→ Exercise instructions
When you reach the line with "Target: white semi truck" in the data below, begin printing lines exactly, and stop once the line with "dry grass, each" has been printed.

*** Input material Section Begins ***

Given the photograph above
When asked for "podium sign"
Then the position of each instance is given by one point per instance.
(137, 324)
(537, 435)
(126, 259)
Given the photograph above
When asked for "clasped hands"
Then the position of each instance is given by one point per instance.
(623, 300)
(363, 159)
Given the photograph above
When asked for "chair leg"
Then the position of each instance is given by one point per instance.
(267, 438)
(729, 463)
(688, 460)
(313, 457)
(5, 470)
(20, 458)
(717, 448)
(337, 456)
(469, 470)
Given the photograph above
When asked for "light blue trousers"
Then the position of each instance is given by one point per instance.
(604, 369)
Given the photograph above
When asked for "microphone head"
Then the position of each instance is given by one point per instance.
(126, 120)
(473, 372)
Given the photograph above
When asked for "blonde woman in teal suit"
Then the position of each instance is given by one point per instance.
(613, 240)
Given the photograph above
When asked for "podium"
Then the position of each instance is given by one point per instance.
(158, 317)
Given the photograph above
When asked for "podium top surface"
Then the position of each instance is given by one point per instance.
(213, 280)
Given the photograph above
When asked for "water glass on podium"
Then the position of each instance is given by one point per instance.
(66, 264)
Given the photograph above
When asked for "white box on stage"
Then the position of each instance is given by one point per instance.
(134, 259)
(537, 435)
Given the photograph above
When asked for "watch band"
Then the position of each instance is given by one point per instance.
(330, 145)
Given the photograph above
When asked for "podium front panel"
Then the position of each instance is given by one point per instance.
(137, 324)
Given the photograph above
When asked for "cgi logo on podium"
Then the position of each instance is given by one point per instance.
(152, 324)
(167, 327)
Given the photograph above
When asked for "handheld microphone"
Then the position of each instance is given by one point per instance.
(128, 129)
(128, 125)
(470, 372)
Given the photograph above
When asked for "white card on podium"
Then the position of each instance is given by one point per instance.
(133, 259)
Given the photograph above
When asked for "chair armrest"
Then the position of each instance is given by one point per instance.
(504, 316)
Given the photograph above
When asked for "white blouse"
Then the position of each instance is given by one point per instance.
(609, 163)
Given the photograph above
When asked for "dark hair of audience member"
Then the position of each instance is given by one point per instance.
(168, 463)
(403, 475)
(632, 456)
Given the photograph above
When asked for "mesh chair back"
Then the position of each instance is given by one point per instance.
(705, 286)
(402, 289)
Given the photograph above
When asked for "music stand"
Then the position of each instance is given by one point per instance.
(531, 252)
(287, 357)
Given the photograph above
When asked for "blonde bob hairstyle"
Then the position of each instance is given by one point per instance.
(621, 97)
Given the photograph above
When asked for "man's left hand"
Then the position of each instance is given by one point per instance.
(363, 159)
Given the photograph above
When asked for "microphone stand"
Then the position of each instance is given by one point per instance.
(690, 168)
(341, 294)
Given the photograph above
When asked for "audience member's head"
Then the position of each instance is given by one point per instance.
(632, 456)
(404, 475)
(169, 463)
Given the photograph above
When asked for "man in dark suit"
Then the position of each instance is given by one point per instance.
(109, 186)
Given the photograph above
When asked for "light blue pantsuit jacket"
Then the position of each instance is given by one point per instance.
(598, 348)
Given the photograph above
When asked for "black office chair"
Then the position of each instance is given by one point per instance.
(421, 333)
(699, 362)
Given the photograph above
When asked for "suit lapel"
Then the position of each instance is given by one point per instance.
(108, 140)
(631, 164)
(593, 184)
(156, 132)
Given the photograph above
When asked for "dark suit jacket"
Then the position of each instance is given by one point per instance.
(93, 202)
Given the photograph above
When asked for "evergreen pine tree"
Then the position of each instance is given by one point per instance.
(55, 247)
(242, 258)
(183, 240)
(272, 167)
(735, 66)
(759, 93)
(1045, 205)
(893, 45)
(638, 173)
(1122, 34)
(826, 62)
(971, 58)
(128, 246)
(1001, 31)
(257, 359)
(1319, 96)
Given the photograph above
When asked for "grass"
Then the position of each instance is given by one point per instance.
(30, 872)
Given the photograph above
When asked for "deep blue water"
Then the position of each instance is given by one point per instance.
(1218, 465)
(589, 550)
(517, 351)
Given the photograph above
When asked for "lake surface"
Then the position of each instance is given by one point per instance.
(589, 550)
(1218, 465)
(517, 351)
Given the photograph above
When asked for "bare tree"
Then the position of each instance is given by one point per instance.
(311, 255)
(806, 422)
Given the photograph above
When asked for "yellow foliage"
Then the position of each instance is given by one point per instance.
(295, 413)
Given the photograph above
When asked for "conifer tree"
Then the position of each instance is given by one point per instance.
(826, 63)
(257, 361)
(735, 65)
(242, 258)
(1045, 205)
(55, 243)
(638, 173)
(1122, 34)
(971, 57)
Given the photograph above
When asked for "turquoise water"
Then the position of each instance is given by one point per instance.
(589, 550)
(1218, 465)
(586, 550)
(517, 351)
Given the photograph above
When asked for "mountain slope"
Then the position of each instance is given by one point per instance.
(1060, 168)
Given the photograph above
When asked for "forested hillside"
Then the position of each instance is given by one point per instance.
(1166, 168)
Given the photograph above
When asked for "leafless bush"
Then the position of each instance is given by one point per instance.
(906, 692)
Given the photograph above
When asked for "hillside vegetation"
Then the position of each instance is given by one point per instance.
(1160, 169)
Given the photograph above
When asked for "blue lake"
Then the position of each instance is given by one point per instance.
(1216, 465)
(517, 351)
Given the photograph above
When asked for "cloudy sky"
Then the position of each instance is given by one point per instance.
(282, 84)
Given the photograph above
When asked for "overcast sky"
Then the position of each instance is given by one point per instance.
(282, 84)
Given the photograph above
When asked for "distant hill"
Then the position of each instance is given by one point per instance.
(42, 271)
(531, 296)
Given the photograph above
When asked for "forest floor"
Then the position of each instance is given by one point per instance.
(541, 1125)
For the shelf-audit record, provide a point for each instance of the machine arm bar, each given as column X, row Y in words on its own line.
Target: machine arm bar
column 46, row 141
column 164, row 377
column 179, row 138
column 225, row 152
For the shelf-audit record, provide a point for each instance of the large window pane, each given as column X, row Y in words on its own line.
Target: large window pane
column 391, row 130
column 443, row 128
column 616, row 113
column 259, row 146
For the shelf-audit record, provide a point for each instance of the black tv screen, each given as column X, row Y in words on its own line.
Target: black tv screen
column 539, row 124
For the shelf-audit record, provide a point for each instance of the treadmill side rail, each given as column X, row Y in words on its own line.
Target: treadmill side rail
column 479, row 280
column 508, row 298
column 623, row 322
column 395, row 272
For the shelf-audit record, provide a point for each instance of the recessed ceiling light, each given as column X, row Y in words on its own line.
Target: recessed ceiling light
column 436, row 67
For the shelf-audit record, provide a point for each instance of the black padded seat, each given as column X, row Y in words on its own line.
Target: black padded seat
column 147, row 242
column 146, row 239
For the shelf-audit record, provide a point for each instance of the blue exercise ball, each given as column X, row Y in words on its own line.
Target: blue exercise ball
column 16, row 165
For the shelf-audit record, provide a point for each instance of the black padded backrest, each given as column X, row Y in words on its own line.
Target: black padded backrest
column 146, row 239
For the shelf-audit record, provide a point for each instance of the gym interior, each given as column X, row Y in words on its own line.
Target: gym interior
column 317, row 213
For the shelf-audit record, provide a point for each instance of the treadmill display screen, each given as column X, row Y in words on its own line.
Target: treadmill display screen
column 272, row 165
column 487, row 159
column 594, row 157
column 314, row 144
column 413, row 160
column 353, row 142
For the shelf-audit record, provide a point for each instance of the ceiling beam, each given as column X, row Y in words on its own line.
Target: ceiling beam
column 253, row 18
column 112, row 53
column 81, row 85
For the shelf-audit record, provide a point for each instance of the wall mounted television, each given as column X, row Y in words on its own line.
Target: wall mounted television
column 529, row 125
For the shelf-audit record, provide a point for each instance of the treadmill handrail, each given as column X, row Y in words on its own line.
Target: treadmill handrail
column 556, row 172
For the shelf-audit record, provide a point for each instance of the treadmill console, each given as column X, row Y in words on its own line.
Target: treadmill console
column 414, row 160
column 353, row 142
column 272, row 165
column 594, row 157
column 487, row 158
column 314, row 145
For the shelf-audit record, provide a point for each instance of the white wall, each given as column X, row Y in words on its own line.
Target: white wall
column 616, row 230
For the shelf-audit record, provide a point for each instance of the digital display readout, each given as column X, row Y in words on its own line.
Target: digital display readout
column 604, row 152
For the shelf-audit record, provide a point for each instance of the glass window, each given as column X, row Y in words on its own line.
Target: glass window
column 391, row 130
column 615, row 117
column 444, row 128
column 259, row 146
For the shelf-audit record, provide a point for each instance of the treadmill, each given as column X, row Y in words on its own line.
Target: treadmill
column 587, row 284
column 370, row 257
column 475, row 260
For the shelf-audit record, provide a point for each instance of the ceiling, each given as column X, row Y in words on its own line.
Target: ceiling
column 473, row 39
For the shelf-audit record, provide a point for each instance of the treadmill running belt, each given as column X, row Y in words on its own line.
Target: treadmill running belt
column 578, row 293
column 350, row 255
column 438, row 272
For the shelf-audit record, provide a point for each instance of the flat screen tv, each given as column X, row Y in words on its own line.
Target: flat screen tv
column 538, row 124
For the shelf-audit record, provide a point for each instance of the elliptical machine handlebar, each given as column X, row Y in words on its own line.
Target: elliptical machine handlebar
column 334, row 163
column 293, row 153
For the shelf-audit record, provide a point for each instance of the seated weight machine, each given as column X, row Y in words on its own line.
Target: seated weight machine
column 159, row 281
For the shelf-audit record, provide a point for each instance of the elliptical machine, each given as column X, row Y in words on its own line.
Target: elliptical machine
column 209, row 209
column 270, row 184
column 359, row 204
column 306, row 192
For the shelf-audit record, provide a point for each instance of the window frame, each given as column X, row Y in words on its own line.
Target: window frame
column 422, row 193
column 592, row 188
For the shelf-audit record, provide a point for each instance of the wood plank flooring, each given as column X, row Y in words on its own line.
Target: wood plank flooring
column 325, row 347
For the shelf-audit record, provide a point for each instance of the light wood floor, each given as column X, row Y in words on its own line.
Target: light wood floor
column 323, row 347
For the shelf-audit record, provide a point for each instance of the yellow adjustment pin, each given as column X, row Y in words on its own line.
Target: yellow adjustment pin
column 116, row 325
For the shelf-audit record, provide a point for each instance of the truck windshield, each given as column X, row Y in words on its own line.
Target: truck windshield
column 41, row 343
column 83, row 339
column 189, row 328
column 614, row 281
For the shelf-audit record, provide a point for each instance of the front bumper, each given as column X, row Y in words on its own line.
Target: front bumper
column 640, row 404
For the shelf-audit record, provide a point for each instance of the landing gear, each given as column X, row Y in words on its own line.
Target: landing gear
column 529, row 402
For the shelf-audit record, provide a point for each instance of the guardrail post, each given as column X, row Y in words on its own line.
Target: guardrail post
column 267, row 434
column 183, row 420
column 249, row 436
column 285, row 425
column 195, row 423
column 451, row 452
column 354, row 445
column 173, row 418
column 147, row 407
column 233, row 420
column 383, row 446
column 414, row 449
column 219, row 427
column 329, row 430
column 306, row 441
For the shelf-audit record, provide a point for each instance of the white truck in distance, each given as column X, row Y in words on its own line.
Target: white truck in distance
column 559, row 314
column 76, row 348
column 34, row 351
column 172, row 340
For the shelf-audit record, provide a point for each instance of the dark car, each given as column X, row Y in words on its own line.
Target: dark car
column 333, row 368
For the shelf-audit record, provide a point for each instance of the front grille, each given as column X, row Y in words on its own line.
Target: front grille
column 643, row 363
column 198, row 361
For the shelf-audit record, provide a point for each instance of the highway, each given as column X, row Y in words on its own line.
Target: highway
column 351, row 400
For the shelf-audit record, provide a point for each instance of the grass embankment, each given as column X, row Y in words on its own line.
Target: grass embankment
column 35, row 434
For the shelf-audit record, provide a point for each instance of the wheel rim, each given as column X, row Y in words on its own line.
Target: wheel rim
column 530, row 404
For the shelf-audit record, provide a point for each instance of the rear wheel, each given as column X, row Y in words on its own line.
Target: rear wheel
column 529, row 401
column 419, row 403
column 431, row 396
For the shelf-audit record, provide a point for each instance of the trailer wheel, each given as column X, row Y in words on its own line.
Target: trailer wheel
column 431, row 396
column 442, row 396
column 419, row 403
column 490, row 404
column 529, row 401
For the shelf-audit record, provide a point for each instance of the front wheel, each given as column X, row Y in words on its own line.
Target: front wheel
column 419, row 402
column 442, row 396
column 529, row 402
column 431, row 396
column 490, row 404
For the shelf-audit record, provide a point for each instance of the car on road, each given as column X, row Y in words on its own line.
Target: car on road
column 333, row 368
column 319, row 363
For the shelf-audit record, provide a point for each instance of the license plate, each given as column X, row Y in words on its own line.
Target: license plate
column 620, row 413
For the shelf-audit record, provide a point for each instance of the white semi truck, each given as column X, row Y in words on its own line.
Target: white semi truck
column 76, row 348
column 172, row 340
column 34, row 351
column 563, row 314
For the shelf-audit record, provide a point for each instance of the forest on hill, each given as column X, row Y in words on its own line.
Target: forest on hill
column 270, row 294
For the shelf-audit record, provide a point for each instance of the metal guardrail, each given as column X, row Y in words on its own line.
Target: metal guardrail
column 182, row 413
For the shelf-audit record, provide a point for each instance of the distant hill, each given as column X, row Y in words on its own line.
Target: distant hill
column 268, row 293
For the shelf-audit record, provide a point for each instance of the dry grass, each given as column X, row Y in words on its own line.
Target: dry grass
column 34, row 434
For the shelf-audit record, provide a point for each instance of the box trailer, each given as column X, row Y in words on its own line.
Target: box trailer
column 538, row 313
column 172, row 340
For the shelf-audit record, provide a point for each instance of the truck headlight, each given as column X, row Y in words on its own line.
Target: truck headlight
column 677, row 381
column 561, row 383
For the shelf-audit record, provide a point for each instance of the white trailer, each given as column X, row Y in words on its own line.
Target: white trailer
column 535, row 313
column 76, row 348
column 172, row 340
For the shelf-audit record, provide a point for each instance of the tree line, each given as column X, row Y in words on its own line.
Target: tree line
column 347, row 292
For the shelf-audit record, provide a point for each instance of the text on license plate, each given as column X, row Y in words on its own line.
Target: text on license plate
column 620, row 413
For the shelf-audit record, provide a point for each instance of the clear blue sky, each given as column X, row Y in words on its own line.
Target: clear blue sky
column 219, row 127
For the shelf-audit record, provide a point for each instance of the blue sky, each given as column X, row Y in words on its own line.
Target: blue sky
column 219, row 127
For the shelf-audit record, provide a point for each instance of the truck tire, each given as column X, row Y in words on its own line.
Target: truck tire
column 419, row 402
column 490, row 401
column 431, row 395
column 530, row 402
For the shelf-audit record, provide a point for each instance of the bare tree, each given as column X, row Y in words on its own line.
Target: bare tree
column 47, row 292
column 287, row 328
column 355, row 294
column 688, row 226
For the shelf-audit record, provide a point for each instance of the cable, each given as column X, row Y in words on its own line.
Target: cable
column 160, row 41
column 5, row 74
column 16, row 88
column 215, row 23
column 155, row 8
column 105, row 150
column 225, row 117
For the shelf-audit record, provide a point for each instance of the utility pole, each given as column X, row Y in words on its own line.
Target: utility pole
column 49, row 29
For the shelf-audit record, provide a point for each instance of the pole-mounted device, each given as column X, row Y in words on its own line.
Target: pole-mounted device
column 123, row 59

*** Input material Section Ends ***

→ Final answer
Target: white semi truck
column 76, row 348
column 172, row 340
column 34, row 351
column 563, row 314
For the shelf-audit record, provide a point for each instance of the forest on hill, each given as column X, row Y in words on its own line.
Target: forest on hill
column 270, row 294
For the shelf-audit record, provide a point for each instance of the metal guardrail, each given as column X, row Y in words on its own line.
Target: metal guardrail
column 182, row 413
For the shelf-audit record, provide a point for each instance of the distant hill, each given as column X, row Y in words on its own line.
Target: distant hill
column 268, row 293
For the shelf-audit record, provide a point for each instance of the dry grass, each given as column X, row Y in words on its own line.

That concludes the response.